[EXERCISE PASSAGE]
Jarushka Naidoo, MBBCh
Jarushka Naidoo, MBBCh
Although the incidence of immune-related adverse events (irAEs) tends to be under 30%, it is imperative for both clinicians and patients to recognize and manage them following treatment with checkpoint inhibitors, explained Jarushka Naidoo, MBBCh.

on Advanced Non–Small Cell Lung Cancer, Naidoo discussed the toxicities associated with the use of immunotherapy in oncology, optimal methods of managing them, and the growing body of knowledge on why they occur.

OncLive: What should physicians know about the management of irAEs?

Naidoo: In my presentation, I spoke about managing the side effects of immunotherapy, or what we call irAEs. I also explored some of the mechanisms of why these toxicities occur and how we can best diagnose and manage them. This has become a more relevant question as more immunotherapeutic agents, specifically checkpoint inhibitors, have been FDA approved across multiple solid and hematologic malignancy indications. It's also more common to develop irAEs when patients receive combination immunotherapy. Now, these are licensed in a number of tumor types, even outside of melanoma. It is even more relevant for clinicians to be able to diagnose and manage patients with these toxicities.

What are the most commonly seen irAEs?

We can separate the most common toxicities [based on patients] who develop general toxicities, which may or not be immune related. These included tiredness, nausea, skin rash, and itch. Then, there are irAEs of interest. We know that these AEs are implicated in the mechanism of action of the drugs. These include thyroiditis, hypophysitis, pneumonitis, and colitis. You can get an "itis" or an inflammation from nearly any organ system in your body.

What should trigger a warning sign for physicians?

Because the AEs of immunotherapy can be so varied, providers need to be aware that any change in the clinical condition of their patients that is different from when they started the immunotherapy could be immune related. Thankfully, the overall incidence of irAEs is low. The incidence is about 5% or less with single-agent immunotherapy drugs and around 10% for some combinations. However, the incidence of severe irAEs with the combination of ipilimumab (Yervoy) and nivolumab (Opdivo) can be upwards of 30%.

What can be difficult, particularly in patients with cancer, is a new or worsening tiredness. This can be [a result of] the immunotherapy itself as a nonspecific AE, or it can lead to a diagnosis of an endocrinopathy, such as thyroid dysfunction, pituitary dysfunction, or even diabetes.

Are these AEs reversible?

In many cases, the AEs are effectively treated with corticosteroid medications. Eighty percent or higher of patients with pneumonitis are treated effectively with steroids, so that the pneumonitis improves or resolves. However, in a small percentage of these toxicities, steroids may not be enough. In patients who have colitis that does not improve after 48 hours, we would usually give them a second immunosuppressive agent. For colitis, we give infliximab (Remicade). Depending on what the toxicities are, those second immunosuppressive agents may be different. For hepatitis, we would give mycophenolate mofetil. For certain toxicities, such as pneumonitis, the optimal second agent is not actually known. This is actively being studied.

Are patients counseled on what symptoms to be aware of?

They should be. The conversation around immunotherapy has changed quite a lot. Immunotherapy appeals to a lot of patients as something that is potentially a little bit more acceptable to them than chemotherapy. It is important to emphasize that these treatments don't come with a “get out of jail free” card. There is still going to be some level of AE. It is a pity that we don't yet know how to predict who will get them.
[/EXERCISE PASSAGE]
* _EXERCISE REQUIREMENTS_:
**1)** Please retype the part of the interview on immune-related adverse events starting with "What can be" and going on through "these AEs reversible?".
**2)** For each statement below, answer yes or no according to the interview on immune-related adverse events, and quote the words of the interview that decide it.
(a) The incidence of irAEs with single-agent immunotherapy drugs is about 5% or less.
(b) Infliximab is the second immunosuppressive agent given for hepatitis.
(c) The optimal second agent for pneumonitis is known.
**3)** List every irAE that the interview on immune-related adverse events names as being of interest.
The data after this sentence are separate material and have no connection to the interview on immune-related adverse events.
[DATA EXCERPT]
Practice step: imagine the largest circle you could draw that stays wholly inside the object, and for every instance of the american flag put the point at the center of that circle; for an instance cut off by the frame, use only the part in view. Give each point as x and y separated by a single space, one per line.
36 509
[/DATA EXCERPT]
* _ANSWERS FOR THE TASKS_:
**1)**
What can be difficult, particularly in patients with cancer, is a new or worsening tiredness. This can be [a result of] the immunotherapy itself as a nonspecific AE, or it can lead to a diagnosis of an endocrinopathy, such as thyroid dysfunction, pituitary dysfunction, or even diabetes.

Are these AEs reversible?

**2)**
(a) Yes: "The incidence is about 5% or less with single-agent immunotherapy drugs"
(b) No: "For hepatitis, we would give mycophenolate mofetil."
(c) No: "For certain toxicities, such as pneumonitis, the optimal second agent is not actually known."

**3)** thyroiditis, hypophysitis, pneumonitis, colitis